- _O QUE FAZER_: Dê continuidade à entrevista sobre a nova tradução de Memórias Póstumas nos EUA, começando logo após a última frase apresentada.

Agência Brasil - Por qual motivo a senhora acredita que a nova tradução de Memórias Póstumas, que foi publicada nos EUA pelo selo Penguim Classics, vendeu tão bem a ponto de se esgotar em um dia?
Flora Thomson-DeVeaux - É um mistério que nem eu, nem a editora previmos, porque senão a Penguim teria feito uma primeira tiragem enorme. A gente ainda está tentando entender qual foi a alquimia que fez com que esse livro chegasse até às pessoas. Eu acho que teve dois movimentos, de certa forma complementares, de certa forma contraditórios. O prefácio do David Eggers foi publicado no site da New Yorker, que tem um alcance enorme, e a maneira como ele descreve o livro tem muita leveza, ele fala que é um dos livros mais espirituosos jamais escritos, fala do humor, da inventividade e, ao mesmo tempo, foi um momento, enfim ainda estamos neste momento, em que as pessoas estão procurando ler mais autores não brancos, não [fazem parte] do cânone norte-americano. Enfim, tem essa tentativa também da parte de muita gente de se educar, de sair da caixinha em termos de referências. Essa é uma interpretação minha, só analisando o que estava acontecendo naquele dia, mas acho que pode ter muita gente que foi atrás do livro para se distrair, talvez, desse momento tão difícil, e pode ter gente que foi atrás do livro para se educar. Eu acho que existe uma chance do romance ser recebido de maneiras muito diferentes por tais públicos. Portanto, é um fenômeno que, só com as leituras chegando, a gente vai entender melhor o impacto, entender melhor o que aconteceu.

(Dados de ancoragem de objetos em linguagem natural)
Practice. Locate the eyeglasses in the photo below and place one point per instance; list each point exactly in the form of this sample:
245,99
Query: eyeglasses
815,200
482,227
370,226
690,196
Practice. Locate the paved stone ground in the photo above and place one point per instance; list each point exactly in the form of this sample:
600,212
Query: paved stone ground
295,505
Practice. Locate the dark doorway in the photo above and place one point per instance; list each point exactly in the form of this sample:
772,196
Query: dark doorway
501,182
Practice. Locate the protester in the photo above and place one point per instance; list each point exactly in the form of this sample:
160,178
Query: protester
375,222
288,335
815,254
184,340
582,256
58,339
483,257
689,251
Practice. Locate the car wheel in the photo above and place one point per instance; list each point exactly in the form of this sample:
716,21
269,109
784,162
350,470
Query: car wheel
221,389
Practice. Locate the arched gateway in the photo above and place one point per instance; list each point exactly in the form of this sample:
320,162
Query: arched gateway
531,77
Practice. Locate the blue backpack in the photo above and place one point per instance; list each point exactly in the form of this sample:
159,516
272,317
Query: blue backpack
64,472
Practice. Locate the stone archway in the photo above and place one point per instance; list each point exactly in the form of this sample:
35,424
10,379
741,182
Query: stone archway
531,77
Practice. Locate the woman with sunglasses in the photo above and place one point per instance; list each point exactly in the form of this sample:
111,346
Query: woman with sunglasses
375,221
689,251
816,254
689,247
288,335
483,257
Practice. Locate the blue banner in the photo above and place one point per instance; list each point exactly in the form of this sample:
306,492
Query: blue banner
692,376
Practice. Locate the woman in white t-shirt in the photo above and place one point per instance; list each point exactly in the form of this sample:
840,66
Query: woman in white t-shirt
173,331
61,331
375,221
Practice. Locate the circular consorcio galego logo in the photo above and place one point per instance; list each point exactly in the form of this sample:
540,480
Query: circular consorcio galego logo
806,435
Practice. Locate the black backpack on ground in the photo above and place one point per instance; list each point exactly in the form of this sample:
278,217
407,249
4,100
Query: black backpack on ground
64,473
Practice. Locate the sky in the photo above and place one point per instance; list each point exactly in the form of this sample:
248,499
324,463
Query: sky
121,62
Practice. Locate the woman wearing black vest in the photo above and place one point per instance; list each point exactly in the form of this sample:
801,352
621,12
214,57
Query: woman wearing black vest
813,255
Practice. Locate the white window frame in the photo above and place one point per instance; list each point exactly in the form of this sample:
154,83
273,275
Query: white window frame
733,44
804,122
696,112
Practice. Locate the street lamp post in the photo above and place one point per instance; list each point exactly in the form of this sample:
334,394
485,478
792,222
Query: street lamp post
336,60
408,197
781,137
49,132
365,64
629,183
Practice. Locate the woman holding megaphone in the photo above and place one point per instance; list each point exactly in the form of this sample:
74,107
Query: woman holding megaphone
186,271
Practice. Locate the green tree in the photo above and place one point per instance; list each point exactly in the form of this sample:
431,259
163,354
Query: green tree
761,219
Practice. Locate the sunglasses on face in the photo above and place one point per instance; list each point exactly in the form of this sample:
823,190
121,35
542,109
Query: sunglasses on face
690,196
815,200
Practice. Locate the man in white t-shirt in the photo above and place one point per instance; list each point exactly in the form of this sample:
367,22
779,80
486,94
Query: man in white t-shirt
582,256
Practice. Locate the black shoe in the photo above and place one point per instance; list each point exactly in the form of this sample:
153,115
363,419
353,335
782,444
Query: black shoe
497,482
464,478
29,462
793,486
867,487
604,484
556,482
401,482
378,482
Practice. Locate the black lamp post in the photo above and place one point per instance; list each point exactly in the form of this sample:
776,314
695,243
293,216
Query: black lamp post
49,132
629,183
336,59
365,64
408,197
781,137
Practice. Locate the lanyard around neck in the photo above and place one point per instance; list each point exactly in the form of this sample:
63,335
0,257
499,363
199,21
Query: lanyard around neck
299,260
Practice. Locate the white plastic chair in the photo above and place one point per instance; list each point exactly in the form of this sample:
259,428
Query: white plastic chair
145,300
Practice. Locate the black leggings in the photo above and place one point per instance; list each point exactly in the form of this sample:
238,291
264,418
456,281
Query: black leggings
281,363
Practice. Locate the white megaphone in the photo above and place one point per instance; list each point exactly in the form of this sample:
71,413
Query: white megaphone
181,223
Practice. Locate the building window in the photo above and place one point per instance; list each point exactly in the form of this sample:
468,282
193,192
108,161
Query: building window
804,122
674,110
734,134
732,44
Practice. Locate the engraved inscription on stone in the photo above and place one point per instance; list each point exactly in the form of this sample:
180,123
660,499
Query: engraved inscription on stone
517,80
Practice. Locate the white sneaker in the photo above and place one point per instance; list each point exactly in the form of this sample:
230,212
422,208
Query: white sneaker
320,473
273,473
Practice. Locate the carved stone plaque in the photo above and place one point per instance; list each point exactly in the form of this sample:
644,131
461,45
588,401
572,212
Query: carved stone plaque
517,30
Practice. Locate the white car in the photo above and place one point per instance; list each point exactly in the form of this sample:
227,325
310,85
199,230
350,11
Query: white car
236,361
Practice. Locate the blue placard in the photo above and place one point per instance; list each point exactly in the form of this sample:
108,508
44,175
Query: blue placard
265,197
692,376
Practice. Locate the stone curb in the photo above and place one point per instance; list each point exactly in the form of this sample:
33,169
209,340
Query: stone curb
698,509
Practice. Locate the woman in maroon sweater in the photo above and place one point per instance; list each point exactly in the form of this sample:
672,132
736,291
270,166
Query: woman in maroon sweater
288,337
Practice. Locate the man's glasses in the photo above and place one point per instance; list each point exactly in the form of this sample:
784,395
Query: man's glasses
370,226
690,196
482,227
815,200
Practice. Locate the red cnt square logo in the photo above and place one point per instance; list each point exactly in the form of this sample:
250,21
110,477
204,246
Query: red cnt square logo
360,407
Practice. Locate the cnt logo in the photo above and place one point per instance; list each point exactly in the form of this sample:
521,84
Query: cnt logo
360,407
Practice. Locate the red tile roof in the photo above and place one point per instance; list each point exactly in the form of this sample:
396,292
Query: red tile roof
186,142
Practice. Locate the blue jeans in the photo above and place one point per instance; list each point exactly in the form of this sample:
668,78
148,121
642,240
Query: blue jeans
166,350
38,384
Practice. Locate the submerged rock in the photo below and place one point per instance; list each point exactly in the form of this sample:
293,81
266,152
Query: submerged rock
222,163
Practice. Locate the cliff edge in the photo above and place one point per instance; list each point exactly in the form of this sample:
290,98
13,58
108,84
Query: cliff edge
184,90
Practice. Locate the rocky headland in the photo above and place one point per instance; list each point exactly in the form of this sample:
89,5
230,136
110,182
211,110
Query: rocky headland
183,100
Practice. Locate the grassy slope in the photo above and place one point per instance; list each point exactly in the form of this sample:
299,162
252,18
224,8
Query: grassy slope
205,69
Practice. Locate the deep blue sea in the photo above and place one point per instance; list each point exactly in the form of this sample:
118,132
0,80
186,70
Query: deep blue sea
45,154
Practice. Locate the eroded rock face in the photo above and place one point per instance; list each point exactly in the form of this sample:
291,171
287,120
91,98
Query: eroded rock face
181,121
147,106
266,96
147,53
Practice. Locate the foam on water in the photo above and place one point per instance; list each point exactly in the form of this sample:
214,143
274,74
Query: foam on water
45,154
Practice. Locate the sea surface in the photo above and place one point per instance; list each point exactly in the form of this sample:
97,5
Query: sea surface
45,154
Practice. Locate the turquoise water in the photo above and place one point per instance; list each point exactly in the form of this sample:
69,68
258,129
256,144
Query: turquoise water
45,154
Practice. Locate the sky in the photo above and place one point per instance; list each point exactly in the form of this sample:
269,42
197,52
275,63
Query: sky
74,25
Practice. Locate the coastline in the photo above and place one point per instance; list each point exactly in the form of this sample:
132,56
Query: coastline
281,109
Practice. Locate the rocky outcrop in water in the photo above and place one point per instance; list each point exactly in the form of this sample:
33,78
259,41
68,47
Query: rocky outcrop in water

- _RESULTADO DO EXERCÍCIO_:
Agência Brasil - Alguma coisa diferencia a tradução que você fez do Memórias Póstumas de outras que foram lançadas anteriormente nos Estados Unidos?
Flora - Eu estudei por extenso as outras traduções, então, posso apontar maneiras, elementos que diferenciam a minha tradução em termos de estratégia. Eu tive acesso a muitas ferramentas linguísticas e digitais que os outros tradutores não tiveram, porque as outras saíram nos anos 50 e 90, respectivamente, mas acho que essas são sutilezas. Tem algumas coisas que diferenciam a tradução já a partir da embalagem, dá para dizer que é a primeira tradução anotada em língua inglesa. A Penguin é a primeira editora a apostar que isso seria necessário e interessante para o leitor em língua inglesa. Tem também o fato de sair não pela Penguin, mas pela Penguin Classics. É um selo que tem história, que tem um peso, é como se estivesse colocando Machado naquela prateleira da literatura universal. Se a Penguin Classics publica alguma coisa, você pressupõe que deveria conhecer. Eu poderia entrar em mais detalhes, em minúcias que diferenciam a minha tradução das outras, mas acho que é mais para especialistas.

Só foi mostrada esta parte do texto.